** ZADANIA DO WYKONANIA **
**a)** Oceń, czy poniższe stwierdzenia zgadzają się z tekstem z recenzją filmu: (i) autor narzeka na zbyt podobnie brzmiące koreańskie imiona; (ii) akcja filmu zaczyna się w Japonii; (iii) gangsterzy walczą przede wszystkim bronią palną. Przy każdym odpowiedz „tak” lub „nie” i przytocz rozstrzygające słowa tekstu.
**b)** Poprowadź dalej tekst z recenzją filmu od miejsca, w którym się kończy.

** BLOK TEKSTU **
<<<<

Bardzo fajne, podobało mi się. Mamy tu zrujnowanego przez madżonga taksówkarza (świetna postać!), którego pewien gangster w swetrze (też mistrz!) wynajmuje do mokrej roboty a w pakiecie otrzymujemy wątek dotyczący żony głównego bohatera. Nic nie idzie tak jak miało więc jest szalenie ciekawie. Żeby było jeszcze lepiej w filmie jest pełno bardzo fajnych motywów - akcja zaczyna się w chińskiej części Korei skąd bohater jest przemycany na południe (super sceny!). Sam fakt że stamtąd pochodzi wszystko mu dodatkowo komplikuje a nam uatrakcyjnia oglądanie. No a dla mnie rewelacyjnym bonusem było to że gangsterzy (i w ogóle wszyscy) bili się na noże i siekiery co od mniej więcej połowy projekcji zaczęło generować kolejne niesamowicie krwawe sceny. Nie wspomniałem jeszcze o zestawie bardzo ciekawych postaci, o dosyć zawiłej intrydze i raczej udanych zdjeciach. Jedyne co mnie trochę męczyło to zbyt podobnie dla mnie brzmiące koreańskie imiona przez co momentami musiałem sie nieco wysilać żeby nie zgubić fabuły. Tak czy owak bardzo mi przypadł do gustu i pewnie kiedyś będę chciał to ponownie obejrzeć.

http://www.imdb.com/title/tt1230385/

piątek, 14 października 2011

"Hara-Kiri: Death of a Samurai" (Japonia 2011, reż Takashi Miike)

>>>>

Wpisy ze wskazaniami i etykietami
<<<<

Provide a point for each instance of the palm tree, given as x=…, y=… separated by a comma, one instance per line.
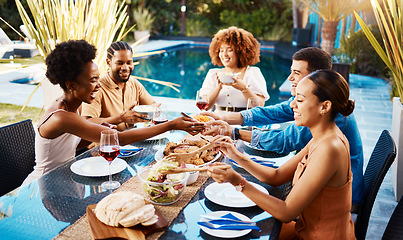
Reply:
x=332, y=12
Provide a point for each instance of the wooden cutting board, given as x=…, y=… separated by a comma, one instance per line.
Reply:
x=99, y=230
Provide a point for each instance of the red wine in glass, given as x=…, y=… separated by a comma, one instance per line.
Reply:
x=159, y=120
x=202, y=105
x=110, y=152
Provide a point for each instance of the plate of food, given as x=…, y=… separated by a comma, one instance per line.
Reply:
x=225, y=233
x=97, y=166
x=203, y=118
x=188, y=144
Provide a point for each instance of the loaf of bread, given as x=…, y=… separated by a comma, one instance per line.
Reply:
x=125, y=209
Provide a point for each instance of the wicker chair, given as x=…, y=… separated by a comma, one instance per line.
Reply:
x=17, y=158
x=394, y=229
x=379, y=163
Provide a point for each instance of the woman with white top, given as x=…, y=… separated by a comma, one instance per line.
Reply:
x=236, y=50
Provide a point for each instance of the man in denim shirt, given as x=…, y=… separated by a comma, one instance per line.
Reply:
x=295, y=137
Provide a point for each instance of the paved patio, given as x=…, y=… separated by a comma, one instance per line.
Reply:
x=373, y=113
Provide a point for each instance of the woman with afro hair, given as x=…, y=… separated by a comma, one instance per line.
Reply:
x=61, y=128
x=236, y=50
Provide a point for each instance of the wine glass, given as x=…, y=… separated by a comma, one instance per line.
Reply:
x=202, y=100
x=109, y=148
x=252, y=102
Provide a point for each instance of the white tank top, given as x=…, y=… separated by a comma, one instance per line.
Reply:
x=51, y=153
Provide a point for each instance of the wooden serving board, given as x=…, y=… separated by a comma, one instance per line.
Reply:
x=99, y=230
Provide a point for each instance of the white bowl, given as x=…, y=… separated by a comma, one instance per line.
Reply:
x=145, y=109
x=192, y=175
x=226, y=77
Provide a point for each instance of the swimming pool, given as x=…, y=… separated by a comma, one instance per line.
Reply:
x=188, y=65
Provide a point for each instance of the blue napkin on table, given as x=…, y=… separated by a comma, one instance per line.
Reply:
x=225, y=224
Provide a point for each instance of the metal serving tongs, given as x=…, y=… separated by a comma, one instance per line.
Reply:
x=181, y=170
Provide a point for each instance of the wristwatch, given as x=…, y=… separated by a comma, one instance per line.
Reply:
x=241, y=185
x=235, y=133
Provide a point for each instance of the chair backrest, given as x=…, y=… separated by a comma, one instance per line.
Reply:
x=394, y=229
x=379, y=163
x=17, y=154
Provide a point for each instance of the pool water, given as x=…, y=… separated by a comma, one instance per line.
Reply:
x=188, y=66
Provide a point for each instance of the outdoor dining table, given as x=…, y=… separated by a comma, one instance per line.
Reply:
x=50, y=206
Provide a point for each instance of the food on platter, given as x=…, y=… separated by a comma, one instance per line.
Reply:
x=162, y=189
x=203, y=118
x=189, y=144
x=125, y=209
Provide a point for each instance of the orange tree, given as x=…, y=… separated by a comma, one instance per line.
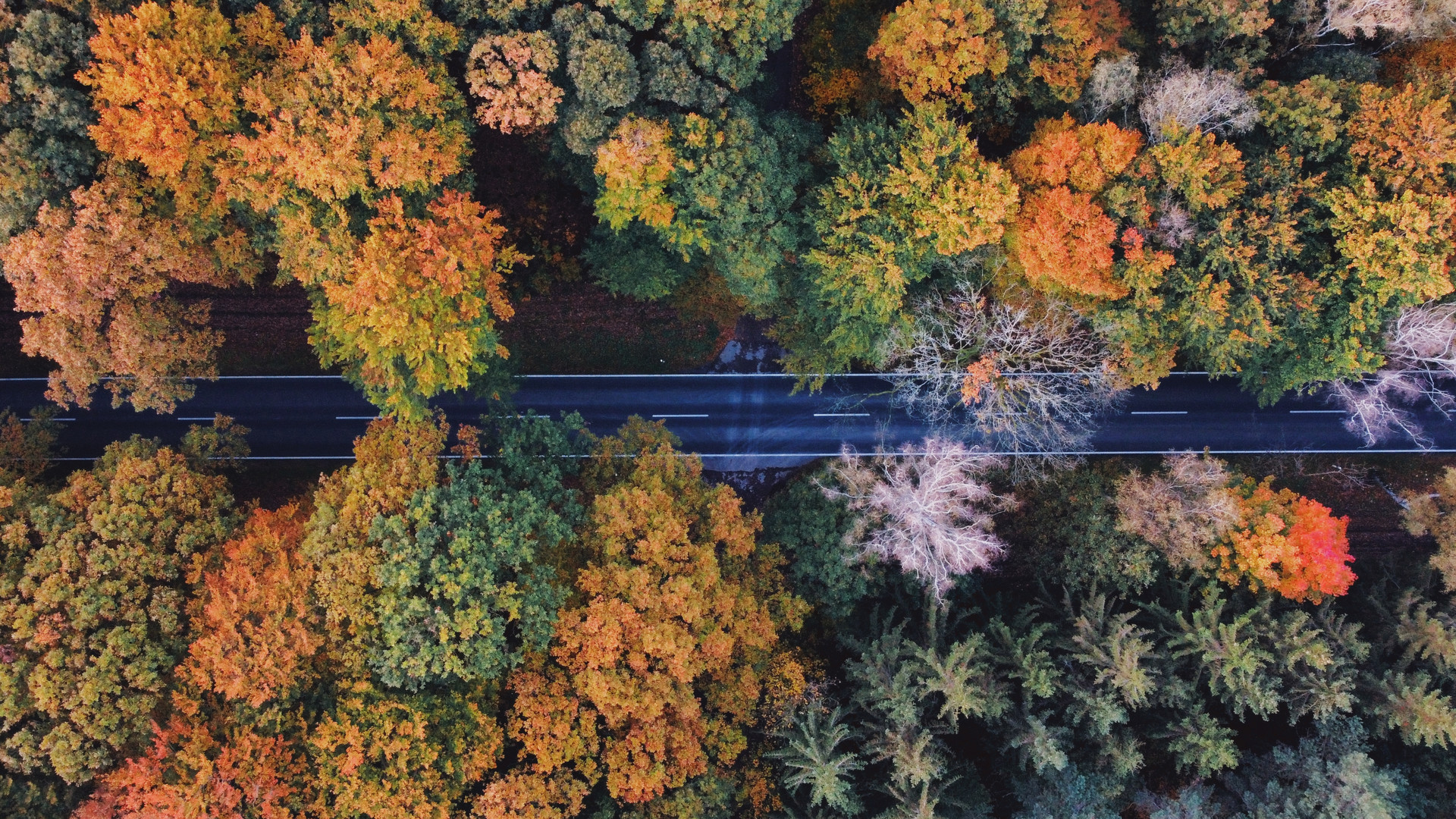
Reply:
x=657, y=667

>>>>

** LISTA ODPOWIEDZI **
**a)**
(i) Tak: „Jedyne co mnie trochę męczyło to zbyt podobnie dla mnie brzmiące koreańskie imiona”.
(ii) Nie: „akcja zaczyna się w chińskiej części Korei”.
(iii) Nie: „gangsterzy (i w ogóle wszyscy) bili się na noże i siekiery”.

**b)**
Nie miałem najmniejszych szans. Mój ulubiony japoński reżyser bierze się za przeróbkę mojego ulubionego klasyka japońskiej (a i światowej) kinematografii. Na dodatek okazuje się że muzykę robił Ryûichi Sakamoto a tuż po wejściu na salę kinowa dostałem okulary 3D (a nigdy wczesniej filmu 3D nie widziałem). Czy muszę sie tłumaczyć z zachwytu jaki mnie ogarnął? Ten film podobał mi się już zanim zaczęła sie projekcja i tak naprawde nic nie było w stanie tego zmienić. Nadmienię że opowieść nieco inaczej rozłożona niż w oryginale, ale wciąż bardzo poruszająca i oczywiście przecudna dla oka. Jestem pewien że obejrzę to jeszcze nie raz. Kawał dobrej roboty.

http://www.imdb.com/title/tt1728196/

"Policeman" ("Ha-shoter" Izrael 2011, reż Nadav Lapid)



Nudny. Zawiodłem się srodze. Film o izraelskich policjantach z jednostki antyterrorystycznej, w którym za wiele się nie dzieje. Cała opowieść jest wadliwie skonstruowana i przez to nie za bardzo wiemy o co w tym wszystkim chodzi ani co z tego na dobrą sprawę wynika. Niby mamy motyw zbrodni, którą przyjemni chłopcy chcą zamieść pod dywan jednak jakoś on sie rozmywa. Z kolei historia o rewolucyjnej organizacji jest żenująco naiwna, sam główny bohater raczej antypatyczny, brak muzyki i nie do końca udane zdjęcia w niczym nie pomagają - podobnie jak niedomknięte wątki. W całym filmie są dwie dobre sceny a to zdecydowanie za mało - one i sam pomysł pokazują że był tu potencjał - niestety sie nie udało.

http://www.imdb.com/title/tt1978447/

wtorek, 11 października 2011

"Alois Nebel" (Czechy / Niemcy / Słowacja 2011, reż Tomás Lunák)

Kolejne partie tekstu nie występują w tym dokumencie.